BRIEF DESCRIPTION OF THE DRAWINGS
[0011] FIG. 1 depicts a radix tree implementation of a
calendar;
[0012] FIG. 2 depicts the operation of traversing a radix tree;
[0013] FIG. 3 depicts an augmented radix tree implementation of a
calendar;
[0014] FIG. 4 depicts an augmented radix tree after service;
[0015] FIG. 5 depicts a topiary tree at time 1001;
[0016] FIG. 6 depicts a topiary tree at time 1010; and
[0017] FIG. 7 depicts a computer system useful for implementing
embodiments of the present invention; and
[0018] FIG. 8 is a block diagram of an embodiment implemented as an
ASIC coupled to off-chip RAM.
DETAILED DESCRIPTION OF THE INVENTION
[0019] Reference will now be made in detail to various embodiments
of the invention. Examples of these embodiments are illustrated in
the accompanying drawings. While the invention will be described in
conjunction with these embodiments, it will be understood that it
is not intended to limit the invention to any embodiment. On the
contrary, it is intended to cover alternatives, modifications, and
equivalents as may be included within the spirit and scope of the
invention as defined by the appended claims. In the following
description, numerous specific details are set forth in order to
provide a thorough understanding of the various embodiments.
However, the present invention may be practiced without some or all
of these specific details. In other instances, well known process
operations have not been described in detail in order not to
unnecessarily obscure the present invention.
[0020] One embodiment of the present invention is a scheduler that
utilizes a calendar of calendar of size=N that is indexed by a k
bit number, k=log.sub.2N. A binary radix tree is constructed based
on the slot index number. [0021] 1. Each leaf node of the radix
tree corresponds to a calendar slot and is identified by the slot's
index; [0022] 2. The two adjacent leaf nodes that have identical
(k-1) most significant index bits share a common parent node, which
is identified by a (k-1) bit index number; [0023] 3. Each two
adjacent parent nodes that have identical (k-2) most significant
index bits share a common parent which is identified by a (k-2) bit
index number; [0024] 4. Do this recursively until a level is
reached where there are no more than 4 parent nodes.

* _EXERCISE INSTRUCTIONS_
- a) Can you rewrite the paragraph in the patent excerpt that begins "Reference will now be made in detail" as a short bulleted list that keeps its main facts?
- b) How would you put this sentence from the patent excerpt into Spanish: "However, the present invention may be practiced without some or all of these specific details."
- c) Can you carry on the patent excerpt about the radix tree calendar scheduler from where it stops?

Items listed in a dataset
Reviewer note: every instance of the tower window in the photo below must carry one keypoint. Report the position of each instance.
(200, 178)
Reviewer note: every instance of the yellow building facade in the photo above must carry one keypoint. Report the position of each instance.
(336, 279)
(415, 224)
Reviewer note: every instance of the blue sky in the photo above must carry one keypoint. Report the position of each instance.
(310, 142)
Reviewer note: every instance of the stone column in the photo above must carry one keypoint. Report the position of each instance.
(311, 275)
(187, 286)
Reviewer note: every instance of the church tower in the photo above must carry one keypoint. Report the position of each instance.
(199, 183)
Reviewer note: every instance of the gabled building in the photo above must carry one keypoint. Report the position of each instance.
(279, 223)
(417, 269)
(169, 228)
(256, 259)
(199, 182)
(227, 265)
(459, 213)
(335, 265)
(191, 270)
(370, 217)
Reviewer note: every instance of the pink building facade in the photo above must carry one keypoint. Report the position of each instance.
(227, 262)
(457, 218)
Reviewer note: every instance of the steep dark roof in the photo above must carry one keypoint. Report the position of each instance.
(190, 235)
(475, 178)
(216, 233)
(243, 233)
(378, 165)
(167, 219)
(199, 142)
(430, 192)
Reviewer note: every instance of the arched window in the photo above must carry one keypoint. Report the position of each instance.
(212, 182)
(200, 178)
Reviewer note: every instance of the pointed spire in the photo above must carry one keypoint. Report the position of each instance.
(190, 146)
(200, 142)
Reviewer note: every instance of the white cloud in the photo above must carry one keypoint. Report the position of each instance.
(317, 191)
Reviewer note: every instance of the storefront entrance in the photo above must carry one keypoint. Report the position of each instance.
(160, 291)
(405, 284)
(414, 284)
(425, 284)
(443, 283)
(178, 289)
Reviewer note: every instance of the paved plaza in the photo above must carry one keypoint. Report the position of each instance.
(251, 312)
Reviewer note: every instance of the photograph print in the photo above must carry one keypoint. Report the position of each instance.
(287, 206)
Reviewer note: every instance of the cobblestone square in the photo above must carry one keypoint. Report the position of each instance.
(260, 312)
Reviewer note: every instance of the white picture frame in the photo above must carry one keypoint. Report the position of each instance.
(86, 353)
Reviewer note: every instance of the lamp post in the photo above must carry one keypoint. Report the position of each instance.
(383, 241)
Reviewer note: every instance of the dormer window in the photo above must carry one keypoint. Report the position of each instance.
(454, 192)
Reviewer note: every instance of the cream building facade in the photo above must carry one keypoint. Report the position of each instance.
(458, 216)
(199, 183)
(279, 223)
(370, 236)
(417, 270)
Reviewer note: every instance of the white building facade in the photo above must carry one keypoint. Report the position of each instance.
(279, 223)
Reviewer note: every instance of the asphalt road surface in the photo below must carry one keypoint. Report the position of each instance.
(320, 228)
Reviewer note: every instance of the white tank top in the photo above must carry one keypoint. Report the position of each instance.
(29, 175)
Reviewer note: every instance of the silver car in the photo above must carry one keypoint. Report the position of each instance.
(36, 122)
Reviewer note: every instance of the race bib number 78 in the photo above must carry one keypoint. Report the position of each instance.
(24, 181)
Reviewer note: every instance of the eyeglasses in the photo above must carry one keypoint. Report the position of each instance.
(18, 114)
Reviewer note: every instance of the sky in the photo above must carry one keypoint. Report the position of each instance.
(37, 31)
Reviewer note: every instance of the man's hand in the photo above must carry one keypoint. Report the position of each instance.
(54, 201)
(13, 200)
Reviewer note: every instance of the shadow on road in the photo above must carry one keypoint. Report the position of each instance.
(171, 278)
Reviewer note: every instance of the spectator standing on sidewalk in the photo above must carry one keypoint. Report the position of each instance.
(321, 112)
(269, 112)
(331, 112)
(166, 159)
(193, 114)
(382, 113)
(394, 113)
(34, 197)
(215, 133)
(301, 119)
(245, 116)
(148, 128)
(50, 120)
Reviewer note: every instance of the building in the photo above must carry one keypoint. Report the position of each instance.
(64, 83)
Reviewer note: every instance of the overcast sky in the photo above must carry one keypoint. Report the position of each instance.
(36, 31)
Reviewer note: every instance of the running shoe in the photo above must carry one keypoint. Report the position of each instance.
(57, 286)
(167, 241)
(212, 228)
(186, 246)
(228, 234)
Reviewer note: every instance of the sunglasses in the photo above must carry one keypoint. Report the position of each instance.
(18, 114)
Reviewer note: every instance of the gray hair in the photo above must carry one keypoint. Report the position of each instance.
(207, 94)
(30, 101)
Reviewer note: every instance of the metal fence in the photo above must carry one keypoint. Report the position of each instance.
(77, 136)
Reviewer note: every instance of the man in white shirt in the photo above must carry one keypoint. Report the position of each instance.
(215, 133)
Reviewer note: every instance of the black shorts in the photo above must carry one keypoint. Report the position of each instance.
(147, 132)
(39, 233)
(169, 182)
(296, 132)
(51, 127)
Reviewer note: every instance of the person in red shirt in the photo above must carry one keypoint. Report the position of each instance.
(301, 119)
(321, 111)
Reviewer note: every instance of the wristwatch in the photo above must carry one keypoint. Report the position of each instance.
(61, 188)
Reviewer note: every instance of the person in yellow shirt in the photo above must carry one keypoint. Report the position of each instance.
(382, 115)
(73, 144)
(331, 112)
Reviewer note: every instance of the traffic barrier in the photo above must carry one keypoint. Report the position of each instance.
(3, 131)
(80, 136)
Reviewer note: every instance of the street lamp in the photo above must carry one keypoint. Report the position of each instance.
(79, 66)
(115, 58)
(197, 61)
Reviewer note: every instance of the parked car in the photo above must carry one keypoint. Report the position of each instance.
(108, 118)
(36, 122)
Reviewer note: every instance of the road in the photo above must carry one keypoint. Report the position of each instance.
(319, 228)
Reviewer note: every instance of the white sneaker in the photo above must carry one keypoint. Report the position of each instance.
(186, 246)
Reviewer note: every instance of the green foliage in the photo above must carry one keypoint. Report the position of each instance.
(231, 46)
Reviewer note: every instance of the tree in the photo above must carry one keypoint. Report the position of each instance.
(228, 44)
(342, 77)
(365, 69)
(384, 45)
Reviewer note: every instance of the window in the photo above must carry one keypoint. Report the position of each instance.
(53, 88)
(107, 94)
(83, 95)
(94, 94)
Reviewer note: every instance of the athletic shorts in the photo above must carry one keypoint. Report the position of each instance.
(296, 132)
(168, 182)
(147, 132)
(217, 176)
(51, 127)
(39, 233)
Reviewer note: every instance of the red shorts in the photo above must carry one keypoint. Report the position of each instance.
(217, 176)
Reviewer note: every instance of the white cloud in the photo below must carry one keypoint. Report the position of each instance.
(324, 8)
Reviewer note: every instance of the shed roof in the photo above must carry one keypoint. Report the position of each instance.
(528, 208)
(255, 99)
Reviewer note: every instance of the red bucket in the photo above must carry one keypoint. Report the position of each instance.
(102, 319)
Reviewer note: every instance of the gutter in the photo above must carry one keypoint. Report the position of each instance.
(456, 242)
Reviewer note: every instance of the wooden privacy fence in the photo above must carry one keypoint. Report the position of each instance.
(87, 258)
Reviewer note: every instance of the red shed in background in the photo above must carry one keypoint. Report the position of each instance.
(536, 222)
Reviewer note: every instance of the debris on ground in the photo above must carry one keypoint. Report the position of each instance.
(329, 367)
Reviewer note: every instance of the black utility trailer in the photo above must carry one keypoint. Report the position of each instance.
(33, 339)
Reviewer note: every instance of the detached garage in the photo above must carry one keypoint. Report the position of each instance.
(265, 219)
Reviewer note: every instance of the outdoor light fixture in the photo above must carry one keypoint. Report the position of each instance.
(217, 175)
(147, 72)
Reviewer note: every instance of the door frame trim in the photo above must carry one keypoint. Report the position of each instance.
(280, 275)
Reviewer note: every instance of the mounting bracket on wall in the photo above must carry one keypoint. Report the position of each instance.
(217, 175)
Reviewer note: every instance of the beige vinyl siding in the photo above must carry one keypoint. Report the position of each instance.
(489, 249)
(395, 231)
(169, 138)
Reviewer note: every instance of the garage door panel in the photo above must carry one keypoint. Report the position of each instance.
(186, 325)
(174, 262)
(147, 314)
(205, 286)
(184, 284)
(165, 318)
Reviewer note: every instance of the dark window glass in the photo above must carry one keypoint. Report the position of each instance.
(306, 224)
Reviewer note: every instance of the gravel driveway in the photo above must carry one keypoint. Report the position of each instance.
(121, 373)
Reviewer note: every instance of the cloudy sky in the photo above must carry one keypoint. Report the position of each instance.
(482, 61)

* _THE RESPONSES_
- a)
- The section describes various embodiments of the invention in detail, and the accompanying drawings illustrate examples of them.
- The invention is not limited to any one embodiment. It covers alternatives, modifications and equivalents within the spirit and scope of the invention as defined by the appended claims.
- Many specific details are given so that the embodiments can be thoroughly understood, but the invention may be practiced without some or all of them.
- Well-known process operations are not described in detail, so that they do not unnecessarily obscure the invention.

- b) Sin embargo, la presente invención puede llevarse a la práctica sin algunos o todos estos detalles específicos.

- c)
[0025] FIG. 1 depicts the radix tree of a 16-slot calendar. The
lowest level of the tree are leaf nodes corresponding to the
calendar slots. Nodes other than leaf nodes are termed internal
nodes. To uniquely identify each leaf and internal node in the
radix tree the usual prefix notation is utilized. The root level
nodes are identified as 00*, 01*, 10*, and 11*; the left child of
00* is 000*, its right child is 001*, etc. The non-wildcard portion
of a node's index is called the prefix. For example, 00 is the
prefix of 00*.
[0026] A counter value provided locally is the current time (CT).
Traversing the radix tree is based on the calendar index. FIG. 2
depicts the path followed to find slot 1001. When the current time
is 1001, all the active nodes to the left of or directly passed
through by the highlighted path are eligible, while the nodes to
the right are ineligible.
[0027] The present embodiment is a 2-key scheduler where the
calendar is based on key.sub.--1, which is termed the eligibility
key. A traffic class, e.g., the packets stored in a queue having a
selected guaranteed packet transmission rate, are inserted into the
leaf nodes corresponding to key.sub.--1. In the following
description the packet start time is used as key.sub.--1. Thus, in
FIG. 2 all nodes to the left of the highlighted path have start
times less than the current time and are eligible to be selected
for transmission. All nodes to the right have start times greater
than the current time and are ineligible to be selected.
[0028] In this embodiment the radix tree is augmented with a heap.
A heap is a data structure in the form of a complete binary tree
with the property that the parent node always has a higher priority
than its children. A second key, key.sub.--2, is the heap key that
indicates the priority of a traffic class. In the following
description the packet finish time is used as key.sub.--2.
[0029] The following steps are utilized to augment the radix tree
of FIG. 1 with a heap: [0030] A traffic class {key.sub.--1,
key.sub.--2} is inserted into the leaf node corresponding to
key.sub.--1; [0031] Key.sub.--2 becomes the heap key for that node;
[0032] Similarly other nodes are populated with heap keys; [0033]
Key.sub.--2 of sibling nodes are compared; the smaller one is
copied to the parent. This is done recursively until the nodes at
the top level of the tree are populated with the smallest
key.sub.--2 value in their respective subtrees. [0034] An empty
node has a key.sub.--2 value of NULL and loses to any other
keys.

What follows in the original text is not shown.